Short exercise | Quote the workout blog post from "I ran my 6 miles" to "my back workout.", without changing a word.

Source excerpt |
━━━━━━

Wow, for some unknown reason a sort of super-sized exercise demon
overtook me last night and I was in full on beast mode. As if my Tuesday night
leg workout wasn’t beastly enough, somehow last night I just got the bug. You
can never predict when it is going to happen so it’s best just to go with it
and enjoy it when you can. I think part
of it was the fact that I made a post run back workout list and despite being
tired post run and normally without the list I probably would have said the run
was good enough, I told myself nope you made the list so do it. This caused the
beast mode girl to come out and holy cow I worked it.
I ran my 6 miles in a little over 60 minutes. 60 minutes and
some change, a couple extra minutes I don’t really know. That was exhausting
enough but then my list was looming in my head and of course I was completely
on my own last night at the gym which meant that I could just zone out with my
earphones in and listen to my inspiring music while kicking ass. I do think this contributed to the beast mode
taking over. This was my back workout.
AFTER running 6 miles, I decided that doing this workout was
a smart idea. It was hard. It was a solid 30-40 minutes of work and I burned
approximately 250-300 calories doing just this back workout. Running was 600-650 calories. Total last night I burned a little over 900
calories. Insane. But that is what an
hour run with 30 minutes of strength training will give you. Had it not been for the list I am certain I
would have quit earlier. I don’t know if
that is a good or bad thing honestly.
But I felt good, I felt like I was accomplishing something profound and
I was happy.
In case you were wondering those back exercises ended up
being quite brutal. I say that all the
time but honestly I don’t know how to do things light or half ass. It’s just
not who I am. I am a strong tough chick
and when I say let’s do a lat pull I am of course talking a heavy lat put. Or
when I say heavy barbell row, of course I mean lets pick up like 90 pounds or something
and row that shit. I know I am not a weak girl so I would not be satisfied unless
I gave it my all. I did.

━━━━━━

Entries from a dataset |
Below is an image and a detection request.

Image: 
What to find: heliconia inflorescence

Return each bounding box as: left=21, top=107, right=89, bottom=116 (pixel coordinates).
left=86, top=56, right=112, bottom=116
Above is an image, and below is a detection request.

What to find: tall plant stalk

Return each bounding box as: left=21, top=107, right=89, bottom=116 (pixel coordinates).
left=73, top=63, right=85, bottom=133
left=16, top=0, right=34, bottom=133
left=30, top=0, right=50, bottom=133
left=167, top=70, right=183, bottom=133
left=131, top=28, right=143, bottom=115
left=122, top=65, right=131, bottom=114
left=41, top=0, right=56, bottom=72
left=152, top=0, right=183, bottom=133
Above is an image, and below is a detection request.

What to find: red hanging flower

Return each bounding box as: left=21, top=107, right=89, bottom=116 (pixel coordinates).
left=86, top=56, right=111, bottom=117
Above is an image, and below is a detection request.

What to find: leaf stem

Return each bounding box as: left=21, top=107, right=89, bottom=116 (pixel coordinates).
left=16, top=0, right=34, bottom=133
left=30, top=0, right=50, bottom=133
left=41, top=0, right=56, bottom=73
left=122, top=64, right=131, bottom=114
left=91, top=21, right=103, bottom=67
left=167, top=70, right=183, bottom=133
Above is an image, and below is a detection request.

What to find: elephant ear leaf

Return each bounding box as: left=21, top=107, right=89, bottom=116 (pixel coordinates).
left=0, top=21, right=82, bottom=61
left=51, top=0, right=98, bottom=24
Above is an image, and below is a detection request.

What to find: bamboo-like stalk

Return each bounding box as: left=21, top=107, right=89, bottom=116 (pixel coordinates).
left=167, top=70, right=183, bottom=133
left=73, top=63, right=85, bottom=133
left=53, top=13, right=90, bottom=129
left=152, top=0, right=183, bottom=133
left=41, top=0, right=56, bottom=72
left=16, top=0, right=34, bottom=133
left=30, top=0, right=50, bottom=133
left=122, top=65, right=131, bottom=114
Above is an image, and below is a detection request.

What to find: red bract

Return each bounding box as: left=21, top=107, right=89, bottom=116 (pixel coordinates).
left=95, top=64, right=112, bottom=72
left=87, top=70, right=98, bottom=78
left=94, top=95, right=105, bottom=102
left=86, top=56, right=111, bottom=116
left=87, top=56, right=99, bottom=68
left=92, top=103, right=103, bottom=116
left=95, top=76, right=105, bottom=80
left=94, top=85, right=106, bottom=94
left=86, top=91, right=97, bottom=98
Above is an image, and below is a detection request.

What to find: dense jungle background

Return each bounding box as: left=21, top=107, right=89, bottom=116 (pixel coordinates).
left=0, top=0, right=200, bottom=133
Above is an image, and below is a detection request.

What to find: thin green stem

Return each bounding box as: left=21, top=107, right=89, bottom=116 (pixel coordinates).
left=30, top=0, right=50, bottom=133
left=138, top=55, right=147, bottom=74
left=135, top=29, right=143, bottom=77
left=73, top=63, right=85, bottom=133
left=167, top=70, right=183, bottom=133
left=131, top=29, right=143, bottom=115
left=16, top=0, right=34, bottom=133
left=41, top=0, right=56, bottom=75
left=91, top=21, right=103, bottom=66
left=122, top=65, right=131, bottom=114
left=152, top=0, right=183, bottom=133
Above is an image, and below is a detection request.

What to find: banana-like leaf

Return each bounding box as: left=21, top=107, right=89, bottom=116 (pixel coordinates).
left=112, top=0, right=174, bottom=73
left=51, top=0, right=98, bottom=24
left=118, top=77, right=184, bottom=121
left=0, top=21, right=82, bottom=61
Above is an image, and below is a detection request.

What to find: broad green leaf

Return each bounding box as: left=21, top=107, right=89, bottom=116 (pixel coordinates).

━━━━━━

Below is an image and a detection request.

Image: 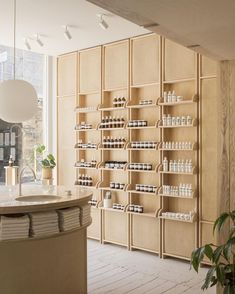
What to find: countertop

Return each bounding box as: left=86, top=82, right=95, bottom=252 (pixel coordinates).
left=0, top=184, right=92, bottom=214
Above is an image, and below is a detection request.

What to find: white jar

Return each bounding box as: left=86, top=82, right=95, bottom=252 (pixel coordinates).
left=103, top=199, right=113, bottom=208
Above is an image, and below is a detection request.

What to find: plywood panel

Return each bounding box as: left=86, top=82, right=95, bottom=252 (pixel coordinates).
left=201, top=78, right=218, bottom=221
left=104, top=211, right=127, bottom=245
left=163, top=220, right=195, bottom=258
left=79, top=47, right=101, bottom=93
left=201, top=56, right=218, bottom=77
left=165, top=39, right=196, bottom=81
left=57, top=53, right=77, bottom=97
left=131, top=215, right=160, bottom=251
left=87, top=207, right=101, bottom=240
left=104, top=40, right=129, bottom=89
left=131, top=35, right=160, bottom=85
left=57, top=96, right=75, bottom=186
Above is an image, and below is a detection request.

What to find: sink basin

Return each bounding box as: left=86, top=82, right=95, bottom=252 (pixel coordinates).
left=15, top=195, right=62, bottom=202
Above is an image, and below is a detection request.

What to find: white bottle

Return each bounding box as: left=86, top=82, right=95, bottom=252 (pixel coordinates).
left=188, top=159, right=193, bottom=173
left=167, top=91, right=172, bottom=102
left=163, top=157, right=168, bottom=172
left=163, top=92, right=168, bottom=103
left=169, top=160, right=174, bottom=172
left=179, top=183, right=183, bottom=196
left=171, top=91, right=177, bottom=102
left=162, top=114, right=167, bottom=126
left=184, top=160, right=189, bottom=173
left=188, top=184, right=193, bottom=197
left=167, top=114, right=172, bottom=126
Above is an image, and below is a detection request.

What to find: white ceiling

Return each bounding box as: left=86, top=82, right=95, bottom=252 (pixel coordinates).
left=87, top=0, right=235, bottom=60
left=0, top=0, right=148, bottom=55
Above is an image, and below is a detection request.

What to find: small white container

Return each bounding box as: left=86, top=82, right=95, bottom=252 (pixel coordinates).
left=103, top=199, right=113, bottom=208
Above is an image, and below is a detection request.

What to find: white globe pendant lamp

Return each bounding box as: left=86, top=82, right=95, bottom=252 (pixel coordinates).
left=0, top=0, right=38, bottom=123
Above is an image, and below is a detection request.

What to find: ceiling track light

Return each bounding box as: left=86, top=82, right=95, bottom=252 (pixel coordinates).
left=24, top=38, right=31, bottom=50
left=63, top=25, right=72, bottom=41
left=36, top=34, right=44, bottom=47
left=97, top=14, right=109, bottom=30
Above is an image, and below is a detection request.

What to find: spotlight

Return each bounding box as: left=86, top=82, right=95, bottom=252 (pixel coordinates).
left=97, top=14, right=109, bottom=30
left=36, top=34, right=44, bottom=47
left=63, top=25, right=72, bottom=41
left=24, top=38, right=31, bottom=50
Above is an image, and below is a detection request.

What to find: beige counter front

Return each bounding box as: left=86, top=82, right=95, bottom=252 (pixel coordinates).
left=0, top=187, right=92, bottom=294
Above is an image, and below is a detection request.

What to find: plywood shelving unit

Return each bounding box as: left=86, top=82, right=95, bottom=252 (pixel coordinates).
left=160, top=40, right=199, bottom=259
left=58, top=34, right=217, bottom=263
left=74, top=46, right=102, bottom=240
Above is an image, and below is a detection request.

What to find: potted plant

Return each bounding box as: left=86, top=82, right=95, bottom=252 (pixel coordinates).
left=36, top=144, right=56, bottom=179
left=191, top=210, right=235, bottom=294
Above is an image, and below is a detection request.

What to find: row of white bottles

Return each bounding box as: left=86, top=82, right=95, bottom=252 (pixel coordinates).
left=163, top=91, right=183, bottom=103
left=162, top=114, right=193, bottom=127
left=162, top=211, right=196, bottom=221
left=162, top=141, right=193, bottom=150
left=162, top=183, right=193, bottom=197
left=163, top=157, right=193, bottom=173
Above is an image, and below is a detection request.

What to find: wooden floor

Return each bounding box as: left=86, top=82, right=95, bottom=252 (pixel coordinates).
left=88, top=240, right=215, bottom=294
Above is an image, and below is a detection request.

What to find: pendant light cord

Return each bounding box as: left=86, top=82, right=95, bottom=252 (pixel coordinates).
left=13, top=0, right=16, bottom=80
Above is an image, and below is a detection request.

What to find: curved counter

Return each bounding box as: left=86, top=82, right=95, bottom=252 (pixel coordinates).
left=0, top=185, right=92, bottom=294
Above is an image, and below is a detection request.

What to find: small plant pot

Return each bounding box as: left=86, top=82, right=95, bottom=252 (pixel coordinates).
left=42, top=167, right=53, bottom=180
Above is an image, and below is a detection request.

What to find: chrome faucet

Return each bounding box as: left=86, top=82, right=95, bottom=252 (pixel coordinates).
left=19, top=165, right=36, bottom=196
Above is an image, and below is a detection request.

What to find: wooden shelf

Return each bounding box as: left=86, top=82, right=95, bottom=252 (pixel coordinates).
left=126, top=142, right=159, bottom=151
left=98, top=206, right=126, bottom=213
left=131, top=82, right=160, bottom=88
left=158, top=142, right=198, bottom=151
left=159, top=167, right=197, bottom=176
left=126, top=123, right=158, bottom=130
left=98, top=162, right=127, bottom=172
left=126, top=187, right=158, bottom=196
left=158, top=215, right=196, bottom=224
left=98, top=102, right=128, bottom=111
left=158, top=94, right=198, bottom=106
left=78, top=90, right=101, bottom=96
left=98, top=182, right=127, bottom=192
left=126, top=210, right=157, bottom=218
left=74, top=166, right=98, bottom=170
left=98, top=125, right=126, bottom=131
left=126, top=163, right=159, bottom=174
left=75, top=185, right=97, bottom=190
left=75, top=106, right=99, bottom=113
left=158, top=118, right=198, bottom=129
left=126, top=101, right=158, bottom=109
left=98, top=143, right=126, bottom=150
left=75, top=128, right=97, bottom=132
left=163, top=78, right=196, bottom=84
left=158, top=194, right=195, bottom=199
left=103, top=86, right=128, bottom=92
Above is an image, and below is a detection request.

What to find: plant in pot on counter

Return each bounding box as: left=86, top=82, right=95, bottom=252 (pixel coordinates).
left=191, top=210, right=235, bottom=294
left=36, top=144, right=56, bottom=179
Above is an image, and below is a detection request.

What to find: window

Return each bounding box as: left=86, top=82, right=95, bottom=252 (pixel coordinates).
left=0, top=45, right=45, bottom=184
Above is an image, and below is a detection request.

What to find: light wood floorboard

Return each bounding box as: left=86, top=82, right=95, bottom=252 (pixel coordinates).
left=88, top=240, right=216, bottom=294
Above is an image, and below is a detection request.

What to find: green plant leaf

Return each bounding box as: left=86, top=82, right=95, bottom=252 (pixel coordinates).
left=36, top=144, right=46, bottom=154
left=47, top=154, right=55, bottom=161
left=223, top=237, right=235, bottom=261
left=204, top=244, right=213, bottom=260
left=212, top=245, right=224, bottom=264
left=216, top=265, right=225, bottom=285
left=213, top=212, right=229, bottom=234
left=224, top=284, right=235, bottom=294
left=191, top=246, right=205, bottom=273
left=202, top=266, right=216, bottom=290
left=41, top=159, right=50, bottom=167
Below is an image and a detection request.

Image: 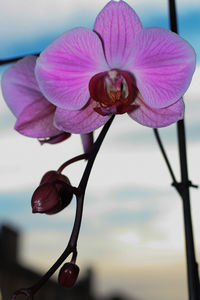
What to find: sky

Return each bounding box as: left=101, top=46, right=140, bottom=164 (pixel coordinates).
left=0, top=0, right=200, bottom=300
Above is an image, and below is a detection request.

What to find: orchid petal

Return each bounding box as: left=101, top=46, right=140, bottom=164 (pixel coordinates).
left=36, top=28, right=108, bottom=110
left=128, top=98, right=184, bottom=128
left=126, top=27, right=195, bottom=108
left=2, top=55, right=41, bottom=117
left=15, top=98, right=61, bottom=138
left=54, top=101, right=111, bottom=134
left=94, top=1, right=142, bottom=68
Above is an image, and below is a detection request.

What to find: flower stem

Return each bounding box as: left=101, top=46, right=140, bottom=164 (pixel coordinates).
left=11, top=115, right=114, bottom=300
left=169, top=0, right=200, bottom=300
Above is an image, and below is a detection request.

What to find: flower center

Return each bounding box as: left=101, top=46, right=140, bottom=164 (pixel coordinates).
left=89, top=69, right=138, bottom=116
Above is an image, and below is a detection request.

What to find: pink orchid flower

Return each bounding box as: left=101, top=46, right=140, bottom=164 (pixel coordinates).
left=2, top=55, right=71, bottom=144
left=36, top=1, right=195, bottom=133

━━━━━━

Answer for this exercise |
I ran my 6 miles in a little over 60 minutes. 60 minutes and
some change, a couple extra minutes I don’t really know. That was exhausting
enough but then my list was looming in my head and of course I was completely
on my own last night at the gym which meant that I could just zone out with my
earphones in and listen to my inspiring music while kicking ass. I do think this contributed to the beast mode
taking over. This was my back workout.